━━ RECORD LIST
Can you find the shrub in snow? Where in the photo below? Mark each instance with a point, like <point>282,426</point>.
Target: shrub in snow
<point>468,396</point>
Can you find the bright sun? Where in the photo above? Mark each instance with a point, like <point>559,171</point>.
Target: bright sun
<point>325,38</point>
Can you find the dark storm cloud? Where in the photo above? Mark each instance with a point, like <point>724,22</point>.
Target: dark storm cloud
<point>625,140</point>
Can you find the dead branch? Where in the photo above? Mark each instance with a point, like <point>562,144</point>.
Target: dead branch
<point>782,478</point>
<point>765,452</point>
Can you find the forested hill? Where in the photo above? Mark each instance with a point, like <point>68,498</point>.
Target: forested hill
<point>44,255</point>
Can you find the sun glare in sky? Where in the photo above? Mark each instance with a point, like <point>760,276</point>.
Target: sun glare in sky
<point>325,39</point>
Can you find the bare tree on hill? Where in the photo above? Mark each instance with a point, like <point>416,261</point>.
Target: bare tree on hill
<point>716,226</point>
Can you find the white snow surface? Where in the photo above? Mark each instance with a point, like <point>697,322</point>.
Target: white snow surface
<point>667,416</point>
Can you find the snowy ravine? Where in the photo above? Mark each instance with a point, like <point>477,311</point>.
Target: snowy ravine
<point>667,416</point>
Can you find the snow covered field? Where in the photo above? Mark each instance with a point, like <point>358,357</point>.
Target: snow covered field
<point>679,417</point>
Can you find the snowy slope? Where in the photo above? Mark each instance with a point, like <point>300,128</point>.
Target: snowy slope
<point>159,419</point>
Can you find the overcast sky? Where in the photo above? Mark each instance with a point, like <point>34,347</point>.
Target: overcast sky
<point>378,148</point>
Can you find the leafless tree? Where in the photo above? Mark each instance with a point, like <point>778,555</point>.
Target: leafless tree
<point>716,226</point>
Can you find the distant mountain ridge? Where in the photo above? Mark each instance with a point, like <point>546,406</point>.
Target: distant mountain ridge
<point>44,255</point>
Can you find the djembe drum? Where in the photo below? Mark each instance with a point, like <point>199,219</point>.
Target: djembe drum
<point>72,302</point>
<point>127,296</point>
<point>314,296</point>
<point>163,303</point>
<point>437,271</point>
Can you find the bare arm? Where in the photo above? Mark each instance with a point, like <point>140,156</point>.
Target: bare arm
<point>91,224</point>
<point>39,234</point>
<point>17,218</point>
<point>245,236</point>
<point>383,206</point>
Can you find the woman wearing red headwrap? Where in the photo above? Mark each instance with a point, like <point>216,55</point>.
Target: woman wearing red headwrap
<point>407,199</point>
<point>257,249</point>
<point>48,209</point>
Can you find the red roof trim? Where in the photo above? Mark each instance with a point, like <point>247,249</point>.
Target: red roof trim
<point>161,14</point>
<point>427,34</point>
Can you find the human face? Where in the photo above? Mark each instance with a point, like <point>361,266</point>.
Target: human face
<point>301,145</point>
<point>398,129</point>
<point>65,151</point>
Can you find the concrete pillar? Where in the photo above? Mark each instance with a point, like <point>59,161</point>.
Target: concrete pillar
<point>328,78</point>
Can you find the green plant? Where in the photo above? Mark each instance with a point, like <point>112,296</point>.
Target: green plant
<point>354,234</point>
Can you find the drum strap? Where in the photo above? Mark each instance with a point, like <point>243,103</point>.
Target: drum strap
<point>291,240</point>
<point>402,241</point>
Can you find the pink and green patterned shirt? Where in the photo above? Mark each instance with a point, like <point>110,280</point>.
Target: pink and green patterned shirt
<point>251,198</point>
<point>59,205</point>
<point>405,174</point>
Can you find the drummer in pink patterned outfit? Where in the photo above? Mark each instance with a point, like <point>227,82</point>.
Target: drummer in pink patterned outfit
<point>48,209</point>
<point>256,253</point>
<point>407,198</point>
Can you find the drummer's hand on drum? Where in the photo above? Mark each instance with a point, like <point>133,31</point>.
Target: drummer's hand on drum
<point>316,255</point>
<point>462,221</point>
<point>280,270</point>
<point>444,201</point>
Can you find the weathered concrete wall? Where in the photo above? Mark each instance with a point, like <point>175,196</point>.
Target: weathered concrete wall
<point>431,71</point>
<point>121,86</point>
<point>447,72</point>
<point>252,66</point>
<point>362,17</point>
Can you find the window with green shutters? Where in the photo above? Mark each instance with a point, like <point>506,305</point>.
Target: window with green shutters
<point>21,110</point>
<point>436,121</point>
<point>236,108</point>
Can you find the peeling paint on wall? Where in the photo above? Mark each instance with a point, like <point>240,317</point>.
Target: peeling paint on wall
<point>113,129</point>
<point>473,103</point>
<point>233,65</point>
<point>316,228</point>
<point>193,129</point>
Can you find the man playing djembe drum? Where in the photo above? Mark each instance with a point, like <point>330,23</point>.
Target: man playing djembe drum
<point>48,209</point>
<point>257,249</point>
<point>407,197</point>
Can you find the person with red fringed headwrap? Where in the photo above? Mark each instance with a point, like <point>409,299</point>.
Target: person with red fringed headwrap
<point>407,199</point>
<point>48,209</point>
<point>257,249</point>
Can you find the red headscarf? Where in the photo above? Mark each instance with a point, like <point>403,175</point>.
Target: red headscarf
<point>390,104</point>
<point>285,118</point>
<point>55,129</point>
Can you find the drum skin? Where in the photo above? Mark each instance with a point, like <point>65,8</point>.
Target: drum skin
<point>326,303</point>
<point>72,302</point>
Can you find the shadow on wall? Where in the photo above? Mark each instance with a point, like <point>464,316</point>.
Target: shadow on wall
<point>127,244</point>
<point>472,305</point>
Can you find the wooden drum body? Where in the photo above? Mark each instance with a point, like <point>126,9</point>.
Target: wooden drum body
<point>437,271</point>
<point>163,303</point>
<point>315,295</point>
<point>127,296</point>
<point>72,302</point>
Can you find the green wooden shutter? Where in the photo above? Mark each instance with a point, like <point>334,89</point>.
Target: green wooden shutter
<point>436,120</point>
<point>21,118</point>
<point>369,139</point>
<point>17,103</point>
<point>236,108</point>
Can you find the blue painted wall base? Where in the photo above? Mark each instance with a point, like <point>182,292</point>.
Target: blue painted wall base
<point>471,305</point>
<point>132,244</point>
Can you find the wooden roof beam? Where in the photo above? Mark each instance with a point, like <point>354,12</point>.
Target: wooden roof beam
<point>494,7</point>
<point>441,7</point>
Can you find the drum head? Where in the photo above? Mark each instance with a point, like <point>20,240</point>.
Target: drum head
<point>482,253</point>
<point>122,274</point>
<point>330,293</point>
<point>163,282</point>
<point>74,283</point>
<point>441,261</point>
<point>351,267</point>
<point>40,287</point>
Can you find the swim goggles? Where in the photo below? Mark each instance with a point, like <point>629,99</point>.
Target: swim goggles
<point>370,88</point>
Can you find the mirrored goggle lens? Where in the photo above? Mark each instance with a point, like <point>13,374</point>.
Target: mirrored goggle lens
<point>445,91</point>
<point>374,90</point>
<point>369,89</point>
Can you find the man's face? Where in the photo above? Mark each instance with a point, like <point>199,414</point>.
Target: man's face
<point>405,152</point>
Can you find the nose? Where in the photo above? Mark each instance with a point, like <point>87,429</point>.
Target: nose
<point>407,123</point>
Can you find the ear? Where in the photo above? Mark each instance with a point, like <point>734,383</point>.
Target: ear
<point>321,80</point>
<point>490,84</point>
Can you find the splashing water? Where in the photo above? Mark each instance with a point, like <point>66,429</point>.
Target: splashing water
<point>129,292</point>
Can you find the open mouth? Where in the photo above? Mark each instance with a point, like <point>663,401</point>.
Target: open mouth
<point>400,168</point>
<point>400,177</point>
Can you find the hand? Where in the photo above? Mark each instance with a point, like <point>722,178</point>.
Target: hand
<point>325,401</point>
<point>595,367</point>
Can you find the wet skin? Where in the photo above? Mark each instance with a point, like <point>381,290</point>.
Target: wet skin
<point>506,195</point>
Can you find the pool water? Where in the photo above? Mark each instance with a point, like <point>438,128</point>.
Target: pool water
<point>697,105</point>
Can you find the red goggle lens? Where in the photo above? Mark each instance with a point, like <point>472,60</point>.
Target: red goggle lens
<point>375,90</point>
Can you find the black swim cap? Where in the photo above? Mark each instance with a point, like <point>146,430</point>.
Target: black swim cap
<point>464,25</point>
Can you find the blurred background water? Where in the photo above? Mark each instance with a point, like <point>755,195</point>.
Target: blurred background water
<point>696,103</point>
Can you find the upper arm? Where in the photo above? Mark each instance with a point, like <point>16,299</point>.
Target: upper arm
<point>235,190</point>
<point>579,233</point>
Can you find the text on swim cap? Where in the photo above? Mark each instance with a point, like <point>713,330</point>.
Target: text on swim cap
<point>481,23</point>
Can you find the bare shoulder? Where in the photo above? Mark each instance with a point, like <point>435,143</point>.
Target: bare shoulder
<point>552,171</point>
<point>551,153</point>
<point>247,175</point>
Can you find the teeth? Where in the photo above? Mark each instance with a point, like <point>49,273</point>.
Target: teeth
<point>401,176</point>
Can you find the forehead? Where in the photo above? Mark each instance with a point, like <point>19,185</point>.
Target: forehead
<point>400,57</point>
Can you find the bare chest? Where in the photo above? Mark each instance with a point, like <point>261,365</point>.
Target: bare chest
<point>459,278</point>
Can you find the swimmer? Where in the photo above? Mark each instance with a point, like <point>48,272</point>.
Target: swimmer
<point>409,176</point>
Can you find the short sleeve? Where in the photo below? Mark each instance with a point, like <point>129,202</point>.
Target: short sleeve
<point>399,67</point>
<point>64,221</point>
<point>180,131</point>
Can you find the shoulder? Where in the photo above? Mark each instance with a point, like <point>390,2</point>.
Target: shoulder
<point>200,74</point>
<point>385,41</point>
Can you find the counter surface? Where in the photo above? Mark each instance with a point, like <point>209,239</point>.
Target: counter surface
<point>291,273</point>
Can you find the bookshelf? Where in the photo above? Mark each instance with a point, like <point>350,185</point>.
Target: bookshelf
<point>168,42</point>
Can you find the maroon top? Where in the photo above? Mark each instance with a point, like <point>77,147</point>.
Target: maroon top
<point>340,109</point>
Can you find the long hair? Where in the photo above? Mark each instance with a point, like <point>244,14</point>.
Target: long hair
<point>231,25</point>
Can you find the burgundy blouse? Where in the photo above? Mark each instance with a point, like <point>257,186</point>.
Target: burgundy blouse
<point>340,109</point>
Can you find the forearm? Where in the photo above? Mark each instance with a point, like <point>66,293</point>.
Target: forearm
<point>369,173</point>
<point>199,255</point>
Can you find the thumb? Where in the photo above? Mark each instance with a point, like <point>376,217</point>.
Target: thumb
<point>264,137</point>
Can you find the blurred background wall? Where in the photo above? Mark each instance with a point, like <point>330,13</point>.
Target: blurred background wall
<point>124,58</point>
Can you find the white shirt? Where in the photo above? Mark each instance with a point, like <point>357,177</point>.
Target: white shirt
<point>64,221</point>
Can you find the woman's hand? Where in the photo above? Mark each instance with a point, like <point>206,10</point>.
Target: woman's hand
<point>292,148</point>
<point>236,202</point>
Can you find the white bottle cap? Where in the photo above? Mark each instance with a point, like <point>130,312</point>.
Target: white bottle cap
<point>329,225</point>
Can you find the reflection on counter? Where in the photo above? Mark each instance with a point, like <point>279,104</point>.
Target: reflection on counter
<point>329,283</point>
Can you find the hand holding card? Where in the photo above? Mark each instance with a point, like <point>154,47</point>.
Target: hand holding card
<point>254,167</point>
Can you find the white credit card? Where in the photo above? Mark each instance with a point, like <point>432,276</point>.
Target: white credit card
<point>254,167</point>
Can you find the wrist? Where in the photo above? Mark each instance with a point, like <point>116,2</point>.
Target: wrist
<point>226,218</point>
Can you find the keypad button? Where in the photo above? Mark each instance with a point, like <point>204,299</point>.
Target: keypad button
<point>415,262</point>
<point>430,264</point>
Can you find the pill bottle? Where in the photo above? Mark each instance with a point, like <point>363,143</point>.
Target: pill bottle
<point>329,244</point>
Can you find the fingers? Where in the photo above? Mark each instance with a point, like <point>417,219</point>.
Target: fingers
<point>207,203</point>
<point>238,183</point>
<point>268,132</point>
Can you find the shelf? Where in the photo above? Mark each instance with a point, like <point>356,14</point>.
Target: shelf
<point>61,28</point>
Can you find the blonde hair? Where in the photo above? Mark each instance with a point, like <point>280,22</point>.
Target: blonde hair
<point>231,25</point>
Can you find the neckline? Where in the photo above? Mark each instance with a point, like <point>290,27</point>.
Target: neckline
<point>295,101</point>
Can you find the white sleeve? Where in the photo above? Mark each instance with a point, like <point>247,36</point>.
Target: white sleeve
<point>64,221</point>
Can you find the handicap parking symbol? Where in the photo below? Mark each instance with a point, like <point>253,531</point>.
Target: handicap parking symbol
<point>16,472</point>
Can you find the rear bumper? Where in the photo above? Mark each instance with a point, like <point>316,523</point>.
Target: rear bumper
━━━━
* [TO BE DONE]:
Start at the line that contains "Can you find the white credit" and stop after the line that contains "<point>268,132</point>". Write out only these lines again, renaming "pill bottle" as "medicine bottle" wherever it occurs and keeping everything else unchanged.

* [TASK ANSWER]:
Can you find the white credit card? Where in the photo above? Mark each instance with a point, like <point>432,276</point>.
Target: white credit card
<point>254,167</point>
Can you find the wrist? Where in the photo above? Mark each instance with a point, like <point>116,2</point>.
Target: wrist
<point>226,218</point>
Can you find the keypad button? Where in the photo above? Mark each instance with a point, like <point>204,299</point>.
Target: keypad button
<point>415,262</point>
<point>430,264</point>
Can you find the medicine bottle? Where in the photo above? Mark each instance with a point, like <point>363,143</point>.
Target: medicine bottle
<point>329,244</point>
Can you find the fingers? Where in the photo above? Mark each instance with a point, like <point>417,219</point>.
Target: fingers
<point>207,203</point>
<point>238,183</point>
<point>268,132</point>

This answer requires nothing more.